Challenge
Present the records from the line containing "In this exercise you will mark every instance of the leaning" through the line containing "<point>542,112</point>", both ends included, as a Markdown table with the columns No. and Line, leaving out blank lines.

Record excerpts

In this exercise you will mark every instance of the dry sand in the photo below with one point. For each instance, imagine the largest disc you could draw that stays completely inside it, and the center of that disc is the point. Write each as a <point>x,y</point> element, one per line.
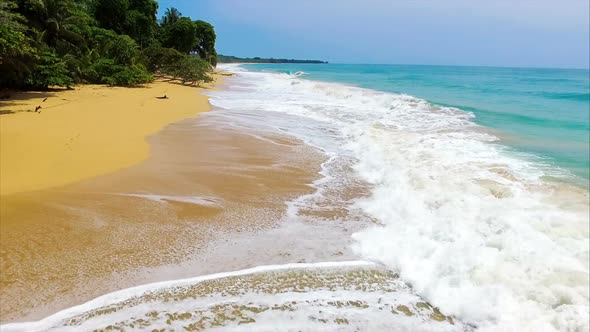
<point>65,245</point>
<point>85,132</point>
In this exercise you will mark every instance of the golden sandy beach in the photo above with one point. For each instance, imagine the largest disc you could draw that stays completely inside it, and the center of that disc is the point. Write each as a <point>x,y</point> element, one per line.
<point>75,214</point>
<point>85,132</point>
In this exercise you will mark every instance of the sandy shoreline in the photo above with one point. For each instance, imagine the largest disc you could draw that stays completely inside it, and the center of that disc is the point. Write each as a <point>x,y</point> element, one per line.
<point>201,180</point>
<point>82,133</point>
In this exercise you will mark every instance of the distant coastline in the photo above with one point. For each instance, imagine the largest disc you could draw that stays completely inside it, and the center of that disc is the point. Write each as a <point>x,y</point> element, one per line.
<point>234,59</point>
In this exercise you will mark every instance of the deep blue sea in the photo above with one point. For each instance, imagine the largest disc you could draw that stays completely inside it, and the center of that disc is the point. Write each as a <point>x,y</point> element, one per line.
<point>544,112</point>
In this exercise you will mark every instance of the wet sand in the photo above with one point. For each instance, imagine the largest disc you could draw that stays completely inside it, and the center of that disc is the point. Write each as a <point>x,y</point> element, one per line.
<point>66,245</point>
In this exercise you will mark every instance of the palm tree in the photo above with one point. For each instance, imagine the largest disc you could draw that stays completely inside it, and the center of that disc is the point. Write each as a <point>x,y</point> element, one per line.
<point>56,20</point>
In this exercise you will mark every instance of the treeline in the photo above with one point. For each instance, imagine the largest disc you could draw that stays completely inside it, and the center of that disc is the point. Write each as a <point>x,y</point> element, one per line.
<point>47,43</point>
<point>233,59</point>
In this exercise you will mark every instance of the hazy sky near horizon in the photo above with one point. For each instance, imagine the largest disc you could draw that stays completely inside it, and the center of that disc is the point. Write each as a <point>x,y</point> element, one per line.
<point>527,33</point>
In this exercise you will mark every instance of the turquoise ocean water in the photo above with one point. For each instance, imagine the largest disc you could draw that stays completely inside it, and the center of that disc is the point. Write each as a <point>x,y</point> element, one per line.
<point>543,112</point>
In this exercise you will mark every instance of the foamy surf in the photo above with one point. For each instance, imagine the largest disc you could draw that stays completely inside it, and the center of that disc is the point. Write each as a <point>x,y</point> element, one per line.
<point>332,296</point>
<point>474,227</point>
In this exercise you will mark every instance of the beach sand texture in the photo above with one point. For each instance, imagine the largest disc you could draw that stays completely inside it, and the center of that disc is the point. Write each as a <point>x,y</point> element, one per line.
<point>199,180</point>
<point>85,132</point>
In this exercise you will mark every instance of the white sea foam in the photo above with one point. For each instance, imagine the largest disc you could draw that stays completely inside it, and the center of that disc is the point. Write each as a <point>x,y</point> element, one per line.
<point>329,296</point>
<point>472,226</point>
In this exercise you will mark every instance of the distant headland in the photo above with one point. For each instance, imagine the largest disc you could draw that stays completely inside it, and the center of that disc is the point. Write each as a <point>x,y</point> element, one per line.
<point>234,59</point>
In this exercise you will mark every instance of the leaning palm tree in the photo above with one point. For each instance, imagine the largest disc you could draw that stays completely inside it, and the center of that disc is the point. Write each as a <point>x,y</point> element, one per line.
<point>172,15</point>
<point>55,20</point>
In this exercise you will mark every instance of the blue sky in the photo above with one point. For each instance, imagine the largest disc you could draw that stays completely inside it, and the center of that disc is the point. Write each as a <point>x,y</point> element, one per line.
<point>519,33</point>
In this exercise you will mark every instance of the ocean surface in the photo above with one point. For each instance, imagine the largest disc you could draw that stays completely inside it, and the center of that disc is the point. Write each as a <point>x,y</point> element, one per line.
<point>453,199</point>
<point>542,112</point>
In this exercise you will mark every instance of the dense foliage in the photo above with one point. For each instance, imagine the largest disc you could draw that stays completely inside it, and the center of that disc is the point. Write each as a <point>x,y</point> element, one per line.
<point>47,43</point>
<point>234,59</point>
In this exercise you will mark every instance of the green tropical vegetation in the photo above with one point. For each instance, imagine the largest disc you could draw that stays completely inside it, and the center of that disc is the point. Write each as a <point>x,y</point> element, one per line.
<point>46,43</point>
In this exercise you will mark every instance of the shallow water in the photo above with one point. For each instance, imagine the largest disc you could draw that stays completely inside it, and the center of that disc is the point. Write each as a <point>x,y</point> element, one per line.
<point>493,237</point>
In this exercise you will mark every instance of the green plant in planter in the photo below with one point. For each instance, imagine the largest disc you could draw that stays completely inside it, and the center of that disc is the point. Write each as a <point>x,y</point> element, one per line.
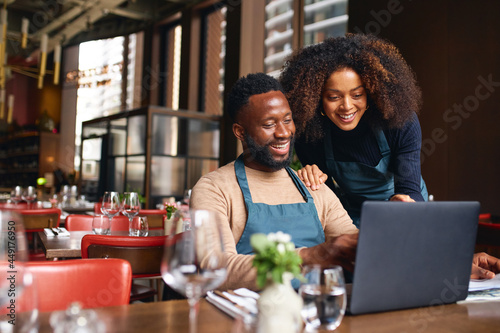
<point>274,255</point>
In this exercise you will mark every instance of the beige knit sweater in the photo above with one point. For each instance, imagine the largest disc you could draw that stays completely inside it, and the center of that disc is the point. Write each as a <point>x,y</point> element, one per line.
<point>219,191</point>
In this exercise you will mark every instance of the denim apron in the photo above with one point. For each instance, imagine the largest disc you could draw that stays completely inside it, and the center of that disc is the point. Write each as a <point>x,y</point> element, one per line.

The answer
| No. | Line |
|---|---|
| 1 | In this exercise you will mark every instance of the leaning palm tree in the photo above with one point. For each instance, imagine the largest disc you could draw that stays completely inside it, and the center of that disc is the point. Write each as a <point>x,y</point> element, one per line. |
| 2 | <point>172,15</point> |
| 3 | <point>55,20</point> |
| 4 | In this exercise you will mark every instance of the blue sky in the photo above with one point. For each instance, imagine the largest disc you could draw that stays completely inside it, and the center of that disc is the point. Write each as a <point>x,y</point> element, one per line. |
| 5 | <point>519,33</point> |
| 6 | In this exercise you will mark every instance of the ocean surface in the photo above with one point. For each instance, imagine the largest disc you could draw that stays completely inside it, and the center of that disc is the point. Write each as a <point>x,y</point> element, one per line. |
| 7 | <point>453,199</point> |
| 8 | <point>542,112</point> |